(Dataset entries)
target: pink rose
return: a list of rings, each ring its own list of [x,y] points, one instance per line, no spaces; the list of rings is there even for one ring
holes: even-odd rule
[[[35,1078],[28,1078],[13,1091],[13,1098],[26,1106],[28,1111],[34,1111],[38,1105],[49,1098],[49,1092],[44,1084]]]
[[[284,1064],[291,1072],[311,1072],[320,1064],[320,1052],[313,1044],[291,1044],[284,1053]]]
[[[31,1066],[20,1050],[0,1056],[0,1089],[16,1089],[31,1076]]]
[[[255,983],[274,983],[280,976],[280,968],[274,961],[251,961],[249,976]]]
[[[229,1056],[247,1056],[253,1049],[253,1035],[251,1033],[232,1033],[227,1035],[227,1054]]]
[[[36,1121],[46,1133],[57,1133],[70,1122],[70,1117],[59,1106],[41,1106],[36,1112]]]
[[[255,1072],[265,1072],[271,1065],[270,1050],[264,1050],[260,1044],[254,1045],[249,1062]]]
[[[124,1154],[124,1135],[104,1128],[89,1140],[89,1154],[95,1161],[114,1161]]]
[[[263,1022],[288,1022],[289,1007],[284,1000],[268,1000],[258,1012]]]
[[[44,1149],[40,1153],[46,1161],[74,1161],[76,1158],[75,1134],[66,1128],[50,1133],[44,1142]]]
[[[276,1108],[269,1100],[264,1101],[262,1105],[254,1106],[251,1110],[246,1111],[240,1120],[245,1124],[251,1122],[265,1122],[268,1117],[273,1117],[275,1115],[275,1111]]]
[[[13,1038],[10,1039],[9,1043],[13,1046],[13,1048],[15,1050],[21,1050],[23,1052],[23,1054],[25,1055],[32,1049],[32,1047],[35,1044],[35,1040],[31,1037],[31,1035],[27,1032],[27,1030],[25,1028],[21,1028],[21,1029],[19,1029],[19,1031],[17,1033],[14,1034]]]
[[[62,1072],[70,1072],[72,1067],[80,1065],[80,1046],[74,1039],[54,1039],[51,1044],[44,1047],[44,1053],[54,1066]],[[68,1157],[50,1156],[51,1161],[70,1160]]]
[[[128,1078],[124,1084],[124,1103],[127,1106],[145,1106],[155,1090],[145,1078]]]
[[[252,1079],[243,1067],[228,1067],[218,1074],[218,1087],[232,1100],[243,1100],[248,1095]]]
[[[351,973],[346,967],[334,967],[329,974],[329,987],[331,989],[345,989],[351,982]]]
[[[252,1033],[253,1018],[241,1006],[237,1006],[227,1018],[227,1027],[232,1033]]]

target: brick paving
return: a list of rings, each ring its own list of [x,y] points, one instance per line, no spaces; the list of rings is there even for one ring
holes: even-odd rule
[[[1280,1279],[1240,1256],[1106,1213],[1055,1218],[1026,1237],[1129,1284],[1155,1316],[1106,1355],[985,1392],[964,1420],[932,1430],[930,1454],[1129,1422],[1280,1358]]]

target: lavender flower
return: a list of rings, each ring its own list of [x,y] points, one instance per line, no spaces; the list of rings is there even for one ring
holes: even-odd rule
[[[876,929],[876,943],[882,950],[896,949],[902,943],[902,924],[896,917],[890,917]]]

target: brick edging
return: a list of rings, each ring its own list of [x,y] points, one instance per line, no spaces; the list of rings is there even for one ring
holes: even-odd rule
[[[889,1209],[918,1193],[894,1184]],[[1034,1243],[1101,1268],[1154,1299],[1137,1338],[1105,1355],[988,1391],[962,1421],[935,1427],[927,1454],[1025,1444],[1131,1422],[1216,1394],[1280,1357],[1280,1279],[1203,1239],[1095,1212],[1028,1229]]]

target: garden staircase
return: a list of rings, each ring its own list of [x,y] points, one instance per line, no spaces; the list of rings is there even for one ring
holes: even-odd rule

- [The task] Show the lines from the data above that contain the string "target".

- [Answer box]
target: pink rose
target: brick paving
target: lavender flower
target: brick edging
target: garden staircase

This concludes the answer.